# What are your secrets for growing onions?



## Dick Hanks (Aug 16, 2007)

Onions have a relatively small roots system, yet I've heard that they are fairly heavy feeders?

What do you do to make your onions great? How much watering? What type and how much fertilizer? Soil amendments? Cultivation? Mulch or no mulch? Bending the tops? Drying time?

Looking for ideas on how to do it better?


----------



## chuck leaman (Jul 15, 2004)

I'm in the same boat. I did okay last year but this year they were a total failure. I also never do good with any type of green onion other than walking onions.


----------



## Meadowlark (Jul 19, 2008)

Dick...here's some things that I've picked up over the years in growing my favorite garden vegetable....the bulbing onion. 

1) Its critical to choose a variety that is suitable for your area. In most of Texas that would be "short day" varieties. The "long day" varieties will almost never form bulbs in most of Texas....and neither will the "intermediate day" varieties for the most part. It is also important that your sets be small at planting... about 1/4 inch or less. Larger sets tend to bolt quicker ( this I've learned just the last couple of years). I used to complain when I got the very small sets...but no longer...as that is actually what you want. 

2) plant sets in fall when available in the correct variety. Normally this is the first or second week in Nov. for my area. Give them space and don't plant any deeper than necessary....full sun is required. 

3) soil must have a ph at or above 6.0 and under ph of 7.0 This is critical in my area since naturally have acidic soils and I must add lime to raise ph in my onion rows. 

4) through the winter just make sure the sets don't dry out and then as temps begin to warm begin feeding a balanced fertilizer every couple of weeks.

■ **Directions**
**1)** Extract every line of the listing that contains the string "colored", treating uppercase and lowercase as different.
**2)** Carry on writing the onion-growing thread from the point where it stops.
The onion-growing thread and the listing have nothing to do with each other.

Excerpts from location labeling data
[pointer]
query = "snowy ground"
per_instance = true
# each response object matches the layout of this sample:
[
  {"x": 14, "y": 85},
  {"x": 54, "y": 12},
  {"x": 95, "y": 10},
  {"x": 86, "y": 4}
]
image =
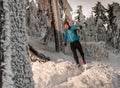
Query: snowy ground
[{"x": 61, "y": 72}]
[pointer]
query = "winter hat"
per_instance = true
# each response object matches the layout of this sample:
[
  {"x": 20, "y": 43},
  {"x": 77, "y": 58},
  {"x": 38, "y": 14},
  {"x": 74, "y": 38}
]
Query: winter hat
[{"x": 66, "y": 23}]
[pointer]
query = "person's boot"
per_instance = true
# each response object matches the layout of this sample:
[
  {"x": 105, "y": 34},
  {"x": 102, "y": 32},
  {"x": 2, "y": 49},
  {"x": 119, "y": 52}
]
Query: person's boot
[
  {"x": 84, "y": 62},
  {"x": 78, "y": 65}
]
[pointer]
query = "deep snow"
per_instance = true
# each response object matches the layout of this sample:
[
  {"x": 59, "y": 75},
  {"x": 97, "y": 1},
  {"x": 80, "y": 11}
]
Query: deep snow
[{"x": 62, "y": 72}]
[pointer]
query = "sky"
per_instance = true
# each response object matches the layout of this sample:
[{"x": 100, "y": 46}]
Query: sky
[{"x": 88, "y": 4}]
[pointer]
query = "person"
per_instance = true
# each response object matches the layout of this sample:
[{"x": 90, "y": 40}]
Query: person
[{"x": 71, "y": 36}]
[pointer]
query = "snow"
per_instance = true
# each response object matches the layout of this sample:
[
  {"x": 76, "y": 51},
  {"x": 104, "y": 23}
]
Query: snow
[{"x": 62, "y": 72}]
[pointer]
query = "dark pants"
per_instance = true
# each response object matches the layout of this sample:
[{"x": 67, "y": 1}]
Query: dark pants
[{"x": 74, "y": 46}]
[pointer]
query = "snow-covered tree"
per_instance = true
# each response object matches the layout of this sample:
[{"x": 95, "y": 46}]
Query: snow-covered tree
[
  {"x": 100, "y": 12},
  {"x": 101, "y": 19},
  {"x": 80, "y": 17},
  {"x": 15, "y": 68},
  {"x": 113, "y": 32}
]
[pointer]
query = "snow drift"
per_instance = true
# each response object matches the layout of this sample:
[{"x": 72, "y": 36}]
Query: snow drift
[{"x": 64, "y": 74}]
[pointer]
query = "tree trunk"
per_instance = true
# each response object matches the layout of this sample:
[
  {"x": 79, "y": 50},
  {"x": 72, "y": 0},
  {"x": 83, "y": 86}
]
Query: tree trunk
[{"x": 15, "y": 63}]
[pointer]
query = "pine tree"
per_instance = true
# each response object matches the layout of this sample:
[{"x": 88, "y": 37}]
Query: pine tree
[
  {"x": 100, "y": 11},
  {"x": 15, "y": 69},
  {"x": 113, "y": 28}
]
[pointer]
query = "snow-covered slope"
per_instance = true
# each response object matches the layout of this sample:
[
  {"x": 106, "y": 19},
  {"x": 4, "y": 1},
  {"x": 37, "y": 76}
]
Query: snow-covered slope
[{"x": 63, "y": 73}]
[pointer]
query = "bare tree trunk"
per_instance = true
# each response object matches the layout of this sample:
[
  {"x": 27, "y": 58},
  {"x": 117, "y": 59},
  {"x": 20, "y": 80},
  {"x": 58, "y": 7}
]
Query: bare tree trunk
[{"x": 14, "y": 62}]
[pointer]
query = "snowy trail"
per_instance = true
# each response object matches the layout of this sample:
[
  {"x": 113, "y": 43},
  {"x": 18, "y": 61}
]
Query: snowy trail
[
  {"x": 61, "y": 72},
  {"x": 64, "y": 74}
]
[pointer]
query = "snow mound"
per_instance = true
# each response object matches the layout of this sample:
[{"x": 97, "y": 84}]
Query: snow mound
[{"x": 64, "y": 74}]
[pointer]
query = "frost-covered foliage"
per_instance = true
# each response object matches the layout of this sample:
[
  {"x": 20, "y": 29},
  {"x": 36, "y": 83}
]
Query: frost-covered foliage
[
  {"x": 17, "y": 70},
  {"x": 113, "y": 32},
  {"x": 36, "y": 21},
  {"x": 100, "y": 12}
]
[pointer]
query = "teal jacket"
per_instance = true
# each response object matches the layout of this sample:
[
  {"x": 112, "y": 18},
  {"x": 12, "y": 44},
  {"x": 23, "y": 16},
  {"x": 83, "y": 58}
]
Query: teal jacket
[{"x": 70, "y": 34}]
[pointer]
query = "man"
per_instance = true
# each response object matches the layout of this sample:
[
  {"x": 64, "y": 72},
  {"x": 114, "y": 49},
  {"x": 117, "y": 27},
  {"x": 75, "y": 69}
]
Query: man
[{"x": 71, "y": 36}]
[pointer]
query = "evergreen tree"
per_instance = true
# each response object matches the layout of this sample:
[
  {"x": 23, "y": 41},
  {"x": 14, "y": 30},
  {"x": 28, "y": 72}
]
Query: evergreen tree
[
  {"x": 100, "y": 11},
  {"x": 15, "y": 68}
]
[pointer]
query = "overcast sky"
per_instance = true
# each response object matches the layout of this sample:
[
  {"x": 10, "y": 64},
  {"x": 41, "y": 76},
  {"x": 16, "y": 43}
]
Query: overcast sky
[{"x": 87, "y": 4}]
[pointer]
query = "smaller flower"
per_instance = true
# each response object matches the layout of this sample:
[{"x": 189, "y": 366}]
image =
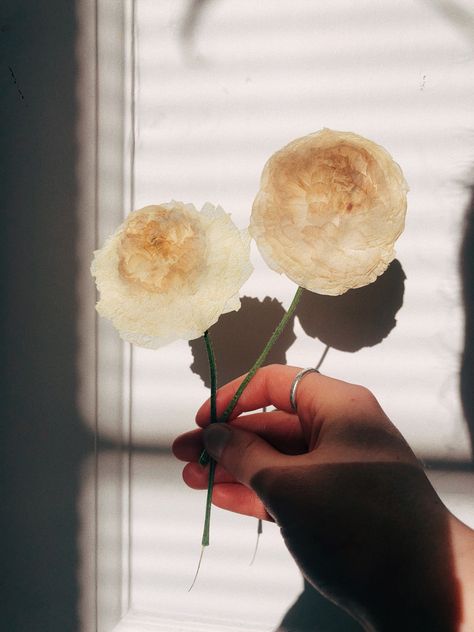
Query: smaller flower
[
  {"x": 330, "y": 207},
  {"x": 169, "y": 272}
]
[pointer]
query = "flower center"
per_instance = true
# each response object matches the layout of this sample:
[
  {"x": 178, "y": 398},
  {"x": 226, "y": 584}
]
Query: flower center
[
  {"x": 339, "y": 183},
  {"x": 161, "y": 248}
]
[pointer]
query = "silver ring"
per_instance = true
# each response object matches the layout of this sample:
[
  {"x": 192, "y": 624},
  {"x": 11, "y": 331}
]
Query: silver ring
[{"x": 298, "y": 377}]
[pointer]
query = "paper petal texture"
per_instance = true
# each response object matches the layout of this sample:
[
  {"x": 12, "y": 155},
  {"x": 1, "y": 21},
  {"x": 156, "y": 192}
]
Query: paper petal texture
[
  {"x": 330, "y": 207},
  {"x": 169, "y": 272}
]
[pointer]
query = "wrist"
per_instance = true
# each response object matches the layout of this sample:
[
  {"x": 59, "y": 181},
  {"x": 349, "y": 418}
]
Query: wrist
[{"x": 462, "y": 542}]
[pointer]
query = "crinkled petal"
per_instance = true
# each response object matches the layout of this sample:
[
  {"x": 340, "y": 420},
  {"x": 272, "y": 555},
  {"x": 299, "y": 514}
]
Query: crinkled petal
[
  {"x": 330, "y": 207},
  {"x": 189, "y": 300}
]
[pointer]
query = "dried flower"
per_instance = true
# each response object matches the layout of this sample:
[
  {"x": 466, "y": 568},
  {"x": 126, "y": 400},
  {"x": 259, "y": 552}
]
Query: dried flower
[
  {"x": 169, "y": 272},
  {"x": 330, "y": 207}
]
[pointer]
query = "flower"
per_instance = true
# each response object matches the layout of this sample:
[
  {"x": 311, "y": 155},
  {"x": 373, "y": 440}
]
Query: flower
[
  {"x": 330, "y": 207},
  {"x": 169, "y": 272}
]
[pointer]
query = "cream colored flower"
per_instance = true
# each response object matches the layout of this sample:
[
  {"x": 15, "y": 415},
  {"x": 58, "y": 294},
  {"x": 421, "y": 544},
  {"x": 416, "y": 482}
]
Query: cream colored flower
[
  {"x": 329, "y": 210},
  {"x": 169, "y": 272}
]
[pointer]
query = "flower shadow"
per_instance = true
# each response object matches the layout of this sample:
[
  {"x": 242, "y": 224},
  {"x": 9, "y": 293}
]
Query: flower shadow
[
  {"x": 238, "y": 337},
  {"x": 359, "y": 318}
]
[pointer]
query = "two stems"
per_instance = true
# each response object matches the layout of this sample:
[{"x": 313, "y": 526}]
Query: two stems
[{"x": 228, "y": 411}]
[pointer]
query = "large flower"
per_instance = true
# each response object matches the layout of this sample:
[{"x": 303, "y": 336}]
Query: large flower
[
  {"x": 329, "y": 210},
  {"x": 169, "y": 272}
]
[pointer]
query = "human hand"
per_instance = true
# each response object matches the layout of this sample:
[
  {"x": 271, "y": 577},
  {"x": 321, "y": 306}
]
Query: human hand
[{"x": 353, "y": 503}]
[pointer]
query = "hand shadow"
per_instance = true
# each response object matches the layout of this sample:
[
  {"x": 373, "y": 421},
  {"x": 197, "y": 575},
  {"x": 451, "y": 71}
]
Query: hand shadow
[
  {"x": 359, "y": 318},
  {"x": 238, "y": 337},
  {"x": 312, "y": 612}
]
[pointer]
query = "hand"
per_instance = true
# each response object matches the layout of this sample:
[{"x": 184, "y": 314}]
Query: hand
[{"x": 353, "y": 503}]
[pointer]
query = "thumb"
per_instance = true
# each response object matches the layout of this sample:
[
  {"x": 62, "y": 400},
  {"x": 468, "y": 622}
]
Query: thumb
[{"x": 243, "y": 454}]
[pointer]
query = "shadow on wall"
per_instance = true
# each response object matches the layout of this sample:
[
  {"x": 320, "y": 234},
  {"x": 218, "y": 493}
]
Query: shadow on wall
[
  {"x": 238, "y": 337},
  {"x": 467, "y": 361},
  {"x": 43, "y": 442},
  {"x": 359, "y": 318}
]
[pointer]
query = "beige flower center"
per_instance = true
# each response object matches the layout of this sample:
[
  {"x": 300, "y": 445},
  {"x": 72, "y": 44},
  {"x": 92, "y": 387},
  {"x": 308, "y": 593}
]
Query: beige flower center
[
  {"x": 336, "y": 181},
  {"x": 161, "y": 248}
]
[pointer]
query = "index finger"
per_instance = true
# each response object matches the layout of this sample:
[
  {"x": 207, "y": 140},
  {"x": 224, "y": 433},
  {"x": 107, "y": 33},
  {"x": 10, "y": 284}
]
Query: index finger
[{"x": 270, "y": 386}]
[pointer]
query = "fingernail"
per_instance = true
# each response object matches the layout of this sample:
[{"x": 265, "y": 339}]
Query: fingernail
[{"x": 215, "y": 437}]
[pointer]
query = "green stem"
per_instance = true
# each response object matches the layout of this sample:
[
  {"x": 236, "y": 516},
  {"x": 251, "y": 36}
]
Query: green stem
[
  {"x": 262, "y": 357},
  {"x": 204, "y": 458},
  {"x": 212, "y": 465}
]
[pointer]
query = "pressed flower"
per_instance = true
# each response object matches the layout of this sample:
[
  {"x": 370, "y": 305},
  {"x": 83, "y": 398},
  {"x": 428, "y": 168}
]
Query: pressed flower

==

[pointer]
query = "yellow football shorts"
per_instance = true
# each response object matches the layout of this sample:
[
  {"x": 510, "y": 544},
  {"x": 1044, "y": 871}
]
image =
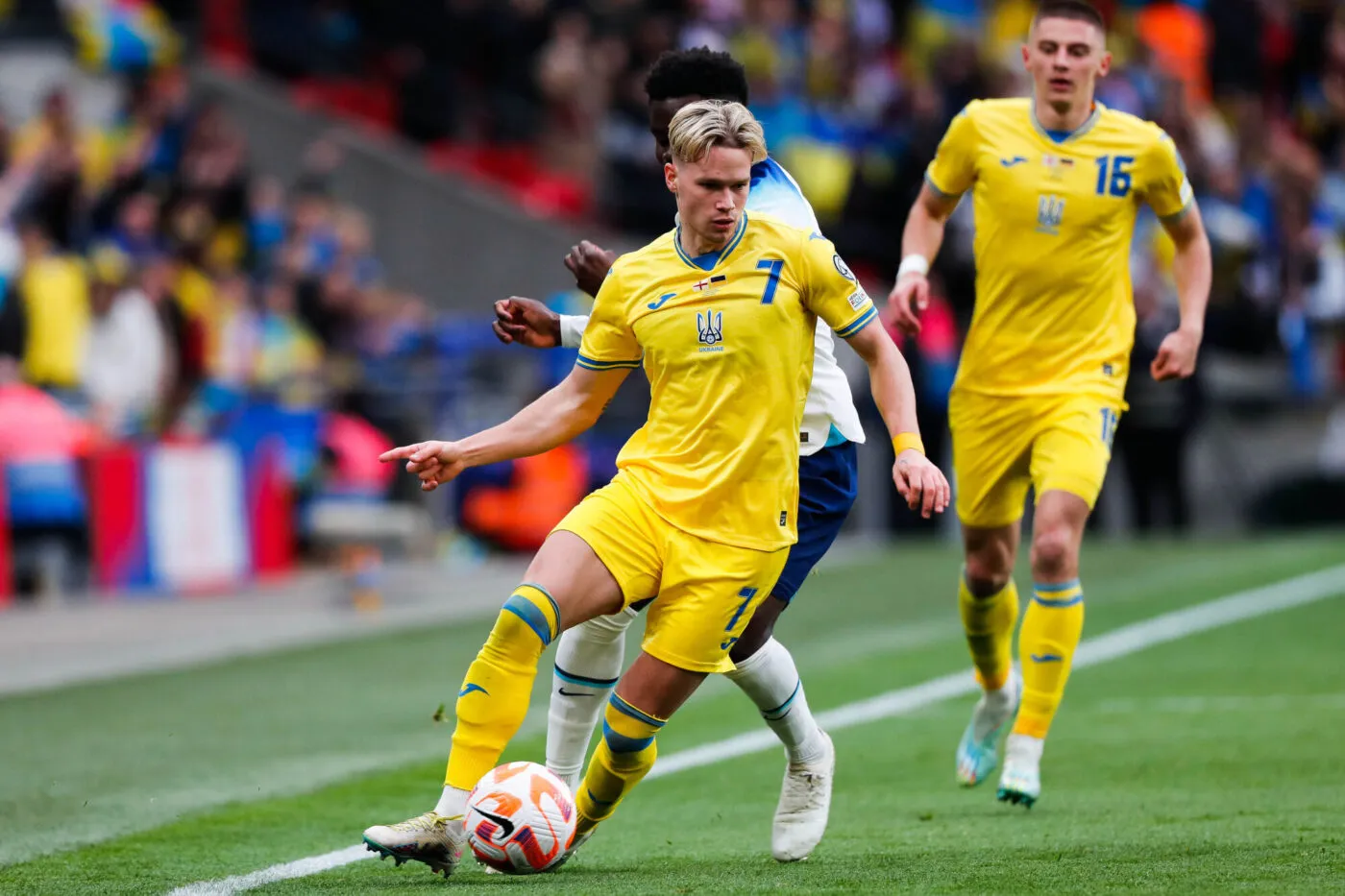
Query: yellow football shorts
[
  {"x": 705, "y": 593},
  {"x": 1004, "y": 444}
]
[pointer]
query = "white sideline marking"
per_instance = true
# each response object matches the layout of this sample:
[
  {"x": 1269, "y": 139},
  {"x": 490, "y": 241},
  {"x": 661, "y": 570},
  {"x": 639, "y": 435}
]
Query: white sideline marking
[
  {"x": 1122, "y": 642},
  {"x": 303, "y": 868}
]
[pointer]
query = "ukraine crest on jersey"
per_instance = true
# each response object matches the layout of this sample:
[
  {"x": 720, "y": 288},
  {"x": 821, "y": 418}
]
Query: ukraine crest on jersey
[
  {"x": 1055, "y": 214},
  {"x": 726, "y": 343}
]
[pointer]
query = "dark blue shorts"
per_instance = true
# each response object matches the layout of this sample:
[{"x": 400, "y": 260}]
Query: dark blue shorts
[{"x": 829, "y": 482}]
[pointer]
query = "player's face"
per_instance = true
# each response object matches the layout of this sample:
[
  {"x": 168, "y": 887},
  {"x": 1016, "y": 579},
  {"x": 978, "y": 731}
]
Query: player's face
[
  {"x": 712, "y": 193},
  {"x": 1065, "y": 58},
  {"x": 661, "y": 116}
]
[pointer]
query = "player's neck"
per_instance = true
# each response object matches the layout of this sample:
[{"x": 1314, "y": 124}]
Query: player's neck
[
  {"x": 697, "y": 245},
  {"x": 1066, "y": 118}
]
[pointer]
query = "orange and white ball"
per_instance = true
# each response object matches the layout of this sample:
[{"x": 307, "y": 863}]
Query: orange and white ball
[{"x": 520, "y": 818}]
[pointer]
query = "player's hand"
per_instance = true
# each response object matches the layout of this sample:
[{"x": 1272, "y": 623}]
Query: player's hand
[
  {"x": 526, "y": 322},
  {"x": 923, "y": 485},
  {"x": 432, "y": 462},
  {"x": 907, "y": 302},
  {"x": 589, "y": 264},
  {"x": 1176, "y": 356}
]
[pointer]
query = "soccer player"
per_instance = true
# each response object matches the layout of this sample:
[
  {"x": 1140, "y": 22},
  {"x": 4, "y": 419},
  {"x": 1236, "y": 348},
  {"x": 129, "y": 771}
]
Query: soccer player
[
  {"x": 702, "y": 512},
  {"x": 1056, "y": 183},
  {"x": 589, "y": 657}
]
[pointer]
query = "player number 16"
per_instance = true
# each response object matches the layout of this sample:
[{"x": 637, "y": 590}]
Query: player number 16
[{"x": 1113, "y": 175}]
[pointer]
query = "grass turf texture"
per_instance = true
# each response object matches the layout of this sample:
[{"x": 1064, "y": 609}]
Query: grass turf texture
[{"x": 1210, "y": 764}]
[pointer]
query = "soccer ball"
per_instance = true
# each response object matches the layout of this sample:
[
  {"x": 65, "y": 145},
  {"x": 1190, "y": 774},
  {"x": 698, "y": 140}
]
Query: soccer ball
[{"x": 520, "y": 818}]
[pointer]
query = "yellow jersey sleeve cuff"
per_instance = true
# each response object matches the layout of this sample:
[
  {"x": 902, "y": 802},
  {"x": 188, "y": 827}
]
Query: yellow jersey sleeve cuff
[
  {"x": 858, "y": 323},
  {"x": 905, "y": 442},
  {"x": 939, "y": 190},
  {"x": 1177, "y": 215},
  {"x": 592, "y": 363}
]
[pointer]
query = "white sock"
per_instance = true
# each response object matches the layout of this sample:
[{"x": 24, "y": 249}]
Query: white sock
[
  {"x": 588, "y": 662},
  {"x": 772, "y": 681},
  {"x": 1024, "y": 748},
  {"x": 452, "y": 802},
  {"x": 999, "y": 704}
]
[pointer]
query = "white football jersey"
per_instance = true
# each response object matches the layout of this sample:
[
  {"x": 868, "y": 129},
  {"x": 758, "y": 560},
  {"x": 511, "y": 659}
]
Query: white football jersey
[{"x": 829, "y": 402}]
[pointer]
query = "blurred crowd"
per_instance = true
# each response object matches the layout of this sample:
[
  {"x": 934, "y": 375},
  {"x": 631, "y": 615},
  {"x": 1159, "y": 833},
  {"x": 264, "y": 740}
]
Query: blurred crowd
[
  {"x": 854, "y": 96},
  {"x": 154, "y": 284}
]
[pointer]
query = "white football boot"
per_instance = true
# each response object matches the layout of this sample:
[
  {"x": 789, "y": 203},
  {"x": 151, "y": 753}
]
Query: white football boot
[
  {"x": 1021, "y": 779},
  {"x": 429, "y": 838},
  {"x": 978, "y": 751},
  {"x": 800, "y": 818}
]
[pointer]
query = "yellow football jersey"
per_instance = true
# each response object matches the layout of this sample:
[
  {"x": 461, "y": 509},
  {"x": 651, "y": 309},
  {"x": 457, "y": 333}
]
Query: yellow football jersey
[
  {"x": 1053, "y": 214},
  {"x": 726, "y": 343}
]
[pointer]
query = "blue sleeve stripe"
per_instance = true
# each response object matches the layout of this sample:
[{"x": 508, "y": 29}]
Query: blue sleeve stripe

■ **Final results**
**1)**
query = "cream colored flower"
Query: cream colored flower

**2)**
5) when bulbing begins, which is usually in March here, gently pull the dirt back away from the bulbs leaving them plenty of room to expand...and...this is critical, make sure the bulbs get adequate moisture. They must have plenty of water to grow the bulbs. Thinnings make excellent green onions...and its critical that your bulbs are not crowded with other plants or dirt. 

6) I do not mulch mine, instead prefer to keep the area around the bulbs open.

7) I allow the tops to mature and fall over. Then I pull them and let them set in full sun on a drying table for at least one day and preferably two. I then move them into storage area which is open to air and dark... and they generally last until the following fall/winter....but be sure to remove any that show signs of decay.

I love to grow 'em and love even more to eat them. I honestly can't remember the last time we bought onions from a store...and hope that trend continues.


----------



## Rubberback (Sep 9, 2008)

Also, my fave. Where I live the soil is like the beach. I start them the first week of Dec. I add aged chicken & quail poop to the rows. About an inch or more. Then till it in & hoe my rows. 
I usually plant 1015's but this year I planted the Texas Tradition. That my new onion. Very sweet & juicy. I have to plant mine deep. I take my fore finger & push it all the way in the soil then insert the onion. Once they take hold I come back & side dress with more aged poop.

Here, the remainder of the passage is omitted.